## Exercise requirements
Transcribe each record below character for character.

## Supplied material
+-------+
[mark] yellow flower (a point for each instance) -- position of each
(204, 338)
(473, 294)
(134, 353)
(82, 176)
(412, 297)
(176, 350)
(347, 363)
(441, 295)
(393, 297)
+-------+
## Answer box
[mark] yellow flower (a point for each instance) -- position of each
(204, 338)
(473, 294)
(134, 353)
(82, 176)
(412, 297)
(176, 350)
(347, 363)
(441, 295)
(393, 297)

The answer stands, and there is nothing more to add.